Material for the task
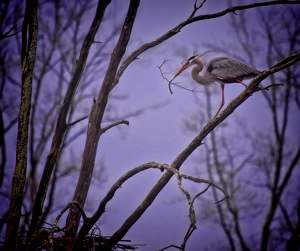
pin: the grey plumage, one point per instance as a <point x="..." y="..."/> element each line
<point x="223" y="70"/>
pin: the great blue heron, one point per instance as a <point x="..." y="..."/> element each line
<point x="223" y="70"/>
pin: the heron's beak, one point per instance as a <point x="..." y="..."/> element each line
<point x="181" y="70"/>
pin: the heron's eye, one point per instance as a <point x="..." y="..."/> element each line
<point x="191" y="59"/>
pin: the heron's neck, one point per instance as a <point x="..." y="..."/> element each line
<point x="200" y="79"/>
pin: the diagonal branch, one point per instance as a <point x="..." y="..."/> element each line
<point x="196" y="142"/>
<point x="191" y="19"/>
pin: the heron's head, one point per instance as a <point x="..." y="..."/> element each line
<point x="192" y="60"/>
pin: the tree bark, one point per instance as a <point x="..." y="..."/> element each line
<point x="95" y="120"/>
<point x="28" y="57"/>
<point x="62" y="126"/>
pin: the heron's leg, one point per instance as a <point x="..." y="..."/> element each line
<point x="242" y="83"/>
<point x="223" y="100"/>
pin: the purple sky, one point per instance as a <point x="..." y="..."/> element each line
<point x="158" y="135"/>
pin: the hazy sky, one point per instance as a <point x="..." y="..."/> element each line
<point x="158" y="134"/>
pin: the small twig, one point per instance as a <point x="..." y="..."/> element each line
<point x="77" y="121"/>
<point x="170" y="81"/>
<point x="267" y="87"/>
<point x="103" y="130"/>
<point x="179" y="176"/>
<point x="170" y="246"/>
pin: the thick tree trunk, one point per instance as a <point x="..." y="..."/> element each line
<point x="95" y="120"/>
<point x="19" y="178"/>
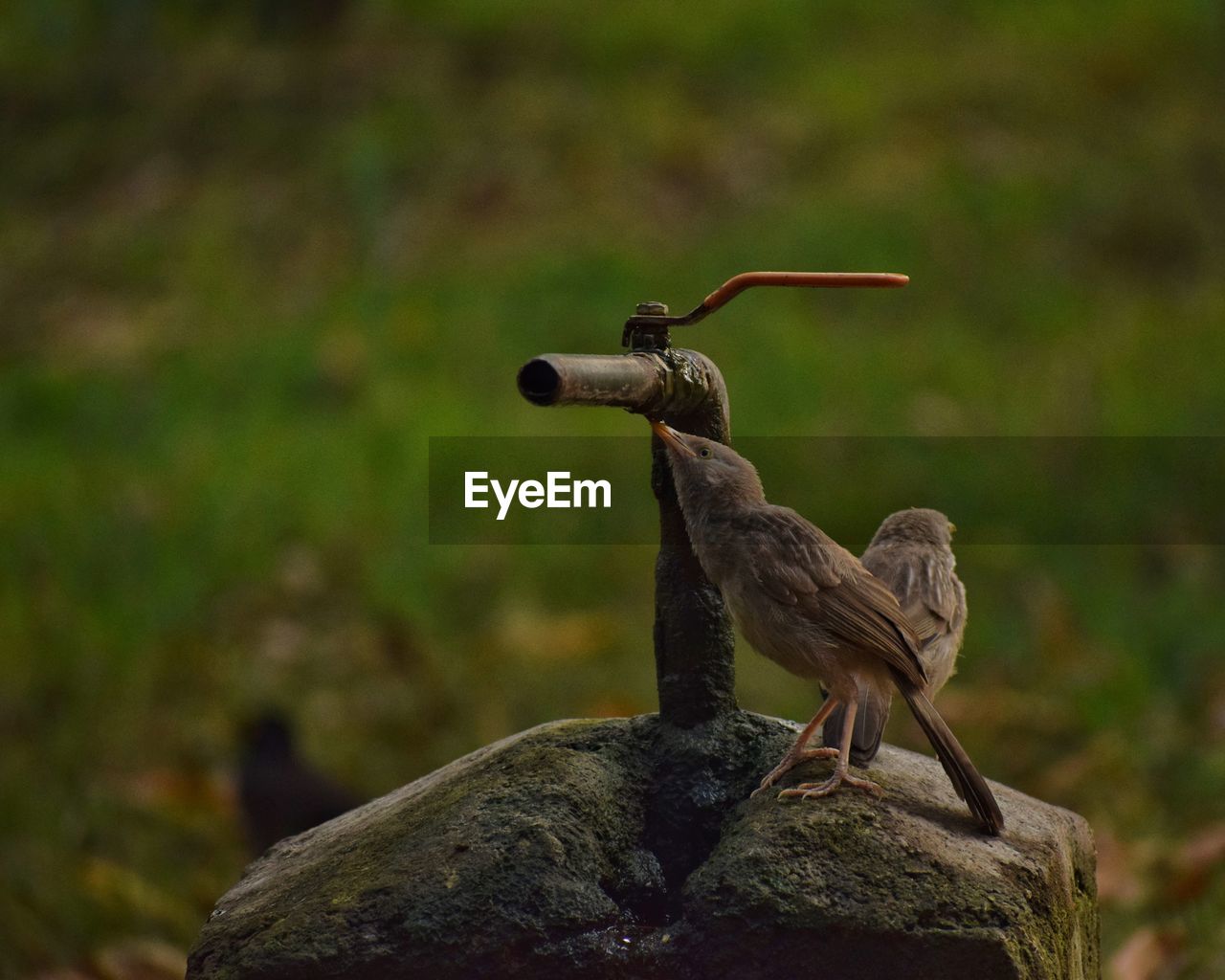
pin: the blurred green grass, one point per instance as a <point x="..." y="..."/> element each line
<point x="254" y="257"/>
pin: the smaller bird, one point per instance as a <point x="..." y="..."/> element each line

Problem description
Your copy must hold exactly the lines from the one with "pin: the thick" to the end of the records above, both included, and no pictures.

Solution below
pin: the thick tree trunk, one point per instance as a <point x="..." y="..."/> element each line
<point x="95" y="120"/>
<point x="19" y="178"/>
pin: the blurred green grass, one point per instance as a <point x="..." y="..."/> element each line
<point x="254" y="257"/>
pin: the smaller bird, one point per instance as a <point x="..." y="..."/> element each line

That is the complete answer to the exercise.